[Stored data entries]
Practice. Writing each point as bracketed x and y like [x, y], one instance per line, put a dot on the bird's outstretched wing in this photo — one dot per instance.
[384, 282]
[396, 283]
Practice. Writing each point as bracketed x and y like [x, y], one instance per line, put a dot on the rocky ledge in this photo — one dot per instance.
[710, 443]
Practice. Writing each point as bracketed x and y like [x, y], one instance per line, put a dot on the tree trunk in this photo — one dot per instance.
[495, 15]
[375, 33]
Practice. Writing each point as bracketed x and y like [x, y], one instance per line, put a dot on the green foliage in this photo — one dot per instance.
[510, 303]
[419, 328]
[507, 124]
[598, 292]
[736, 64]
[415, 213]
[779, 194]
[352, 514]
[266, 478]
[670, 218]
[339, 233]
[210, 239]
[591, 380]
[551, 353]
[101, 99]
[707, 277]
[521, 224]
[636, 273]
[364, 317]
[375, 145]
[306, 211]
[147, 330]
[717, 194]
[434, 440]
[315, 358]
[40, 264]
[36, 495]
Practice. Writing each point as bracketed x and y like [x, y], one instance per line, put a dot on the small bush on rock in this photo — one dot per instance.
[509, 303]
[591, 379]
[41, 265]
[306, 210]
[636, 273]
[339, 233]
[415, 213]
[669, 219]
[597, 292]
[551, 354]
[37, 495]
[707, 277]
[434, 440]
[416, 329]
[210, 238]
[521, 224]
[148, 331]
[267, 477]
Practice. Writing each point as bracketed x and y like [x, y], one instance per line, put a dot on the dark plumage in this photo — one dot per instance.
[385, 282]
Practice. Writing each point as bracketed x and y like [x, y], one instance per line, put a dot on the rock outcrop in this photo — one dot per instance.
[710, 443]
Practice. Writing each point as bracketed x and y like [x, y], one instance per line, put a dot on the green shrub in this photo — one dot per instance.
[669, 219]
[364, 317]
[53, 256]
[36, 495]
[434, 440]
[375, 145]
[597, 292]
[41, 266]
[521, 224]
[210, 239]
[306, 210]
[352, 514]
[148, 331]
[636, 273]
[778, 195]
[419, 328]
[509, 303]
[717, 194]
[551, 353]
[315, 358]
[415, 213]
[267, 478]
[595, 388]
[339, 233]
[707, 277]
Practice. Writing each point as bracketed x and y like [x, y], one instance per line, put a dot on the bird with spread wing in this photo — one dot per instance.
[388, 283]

...

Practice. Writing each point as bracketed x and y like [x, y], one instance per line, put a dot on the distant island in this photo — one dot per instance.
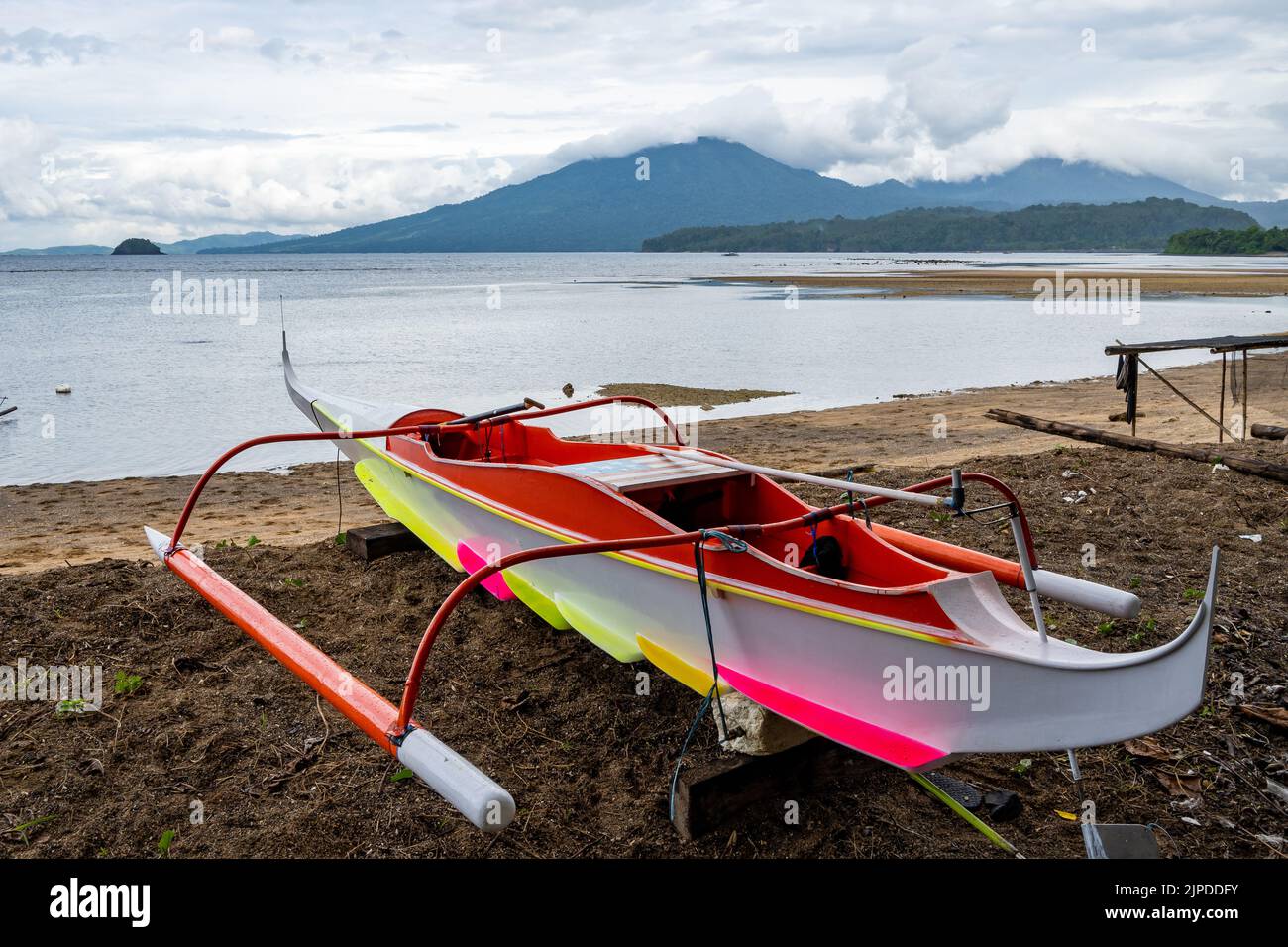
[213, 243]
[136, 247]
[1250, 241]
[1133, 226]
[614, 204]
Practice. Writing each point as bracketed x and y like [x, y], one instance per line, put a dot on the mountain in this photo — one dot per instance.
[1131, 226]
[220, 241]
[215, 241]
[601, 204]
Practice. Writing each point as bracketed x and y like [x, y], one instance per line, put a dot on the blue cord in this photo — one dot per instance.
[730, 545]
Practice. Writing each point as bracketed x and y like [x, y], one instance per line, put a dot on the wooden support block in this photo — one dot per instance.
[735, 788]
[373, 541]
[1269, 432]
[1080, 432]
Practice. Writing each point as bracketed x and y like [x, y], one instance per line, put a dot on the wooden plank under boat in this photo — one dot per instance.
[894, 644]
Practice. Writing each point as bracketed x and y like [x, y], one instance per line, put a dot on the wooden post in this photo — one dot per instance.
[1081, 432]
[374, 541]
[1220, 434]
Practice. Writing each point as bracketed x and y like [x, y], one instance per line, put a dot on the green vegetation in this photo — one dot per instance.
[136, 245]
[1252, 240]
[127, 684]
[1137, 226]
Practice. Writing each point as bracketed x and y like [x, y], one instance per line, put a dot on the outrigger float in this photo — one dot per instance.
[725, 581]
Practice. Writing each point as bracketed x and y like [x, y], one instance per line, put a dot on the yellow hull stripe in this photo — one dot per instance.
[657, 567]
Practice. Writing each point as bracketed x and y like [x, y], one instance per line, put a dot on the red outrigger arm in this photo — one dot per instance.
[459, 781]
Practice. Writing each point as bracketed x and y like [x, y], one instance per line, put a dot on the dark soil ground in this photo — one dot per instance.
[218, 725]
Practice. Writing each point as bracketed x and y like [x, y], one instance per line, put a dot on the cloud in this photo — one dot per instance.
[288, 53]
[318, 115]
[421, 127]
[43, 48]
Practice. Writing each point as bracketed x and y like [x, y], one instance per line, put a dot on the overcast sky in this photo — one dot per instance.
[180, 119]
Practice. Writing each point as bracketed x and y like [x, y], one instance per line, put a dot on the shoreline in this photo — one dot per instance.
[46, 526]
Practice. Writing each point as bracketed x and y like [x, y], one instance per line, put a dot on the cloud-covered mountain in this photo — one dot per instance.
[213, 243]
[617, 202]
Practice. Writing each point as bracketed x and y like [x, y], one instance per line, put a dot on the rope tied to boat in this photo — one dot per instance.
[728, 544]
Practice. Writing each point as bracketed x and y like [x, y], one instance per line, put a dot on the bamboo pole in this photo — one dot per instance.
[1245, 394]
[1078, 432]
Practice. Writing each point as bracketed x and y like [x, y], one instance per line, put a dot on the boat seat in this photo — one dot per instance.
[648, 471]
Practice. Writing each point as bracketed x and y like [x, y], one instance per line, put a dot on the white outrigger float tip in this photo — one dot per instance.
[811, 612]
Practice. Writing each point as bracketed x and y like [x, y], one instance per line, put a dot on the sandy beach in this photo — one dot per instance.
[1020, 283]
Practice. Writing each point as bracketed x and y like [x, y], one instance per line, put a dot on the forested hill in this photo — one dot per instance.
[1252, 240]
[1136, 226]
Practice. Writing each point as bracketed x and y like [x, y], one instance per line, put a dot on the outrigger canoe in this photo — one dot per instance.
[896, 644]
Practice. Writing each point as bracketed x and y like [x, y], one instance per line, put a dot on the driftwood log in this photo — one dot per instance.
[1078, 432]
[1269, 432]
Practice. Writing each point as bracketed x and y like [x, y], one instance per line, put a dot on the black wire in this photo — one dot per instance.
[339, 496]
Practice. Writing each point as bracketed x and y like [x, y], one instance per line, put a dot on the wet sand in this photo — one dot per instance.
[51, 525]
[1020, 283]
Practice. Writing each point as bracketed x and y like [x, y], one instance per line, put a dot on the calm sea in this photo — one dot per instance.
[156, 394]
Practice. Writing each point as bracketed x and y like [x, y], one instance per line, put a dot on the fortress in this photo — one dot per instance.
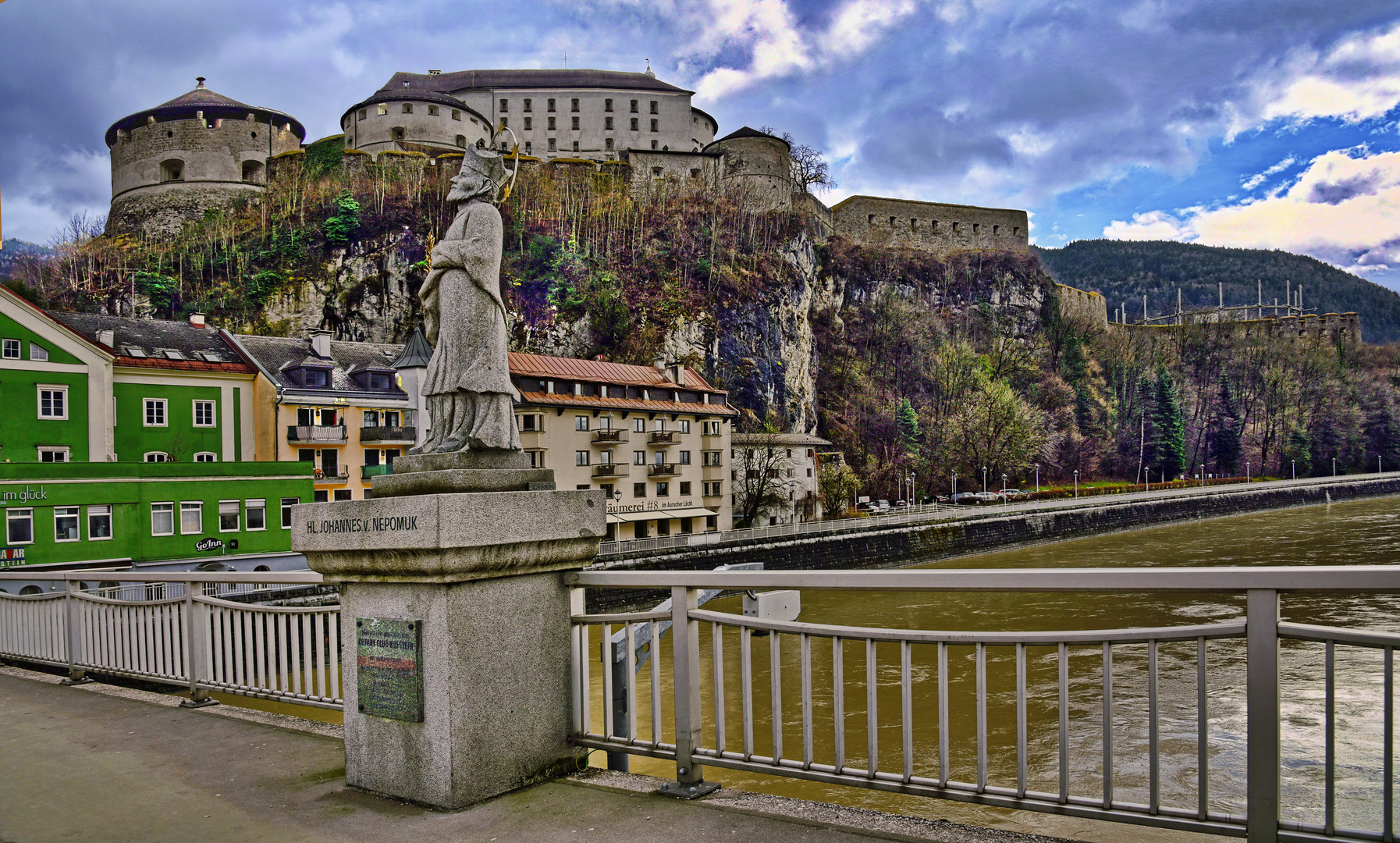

### [WORK TO COMPLETE]
Using the data above, reproduce exactly the lines between those holding "on the forested" and "on the fortress", inclusive, and no others.

### [REPLY]
Practice. Writing each point as bracketed x and y like [x, y], one instance per line, put a dot on the forested hill in this photo — one dot per instance.
[1252, 240]
[1136, 226]
Practice. Writing each point as bracketed x and y like [x, y], one instance per line, put a dot on the outrigger canoe in this photo — one dot per instance.
[896, 644]
Practice. Writing each point as bracketed x and y like [x, y], one instance per line, put a dot on the driftwood log in this photo — one dot per instance.
[1078, 432]
[1269, 432]
Practice. Writing each point as bracketed x and y like [x, y], one instance per line, put a dot on the black wire in this photo — one dot per instance.
[339, 496]
Practice. Writing each point as bracketed x and y like [x, y], one instance per line, put a dot on the wet sand in this photo — one dot per instance.
[51, 525]
[1020, 283]
Practice. Writing each point as bracketed x and y like [x, y], one instance per line, put a dot on the calm sea in this photo — one dot per instance.
[156, 394]
Practice. Writing each point as bracketed x and y like [x, y], one instance per line, put a dot on the fortress in this photo — one dot per instance.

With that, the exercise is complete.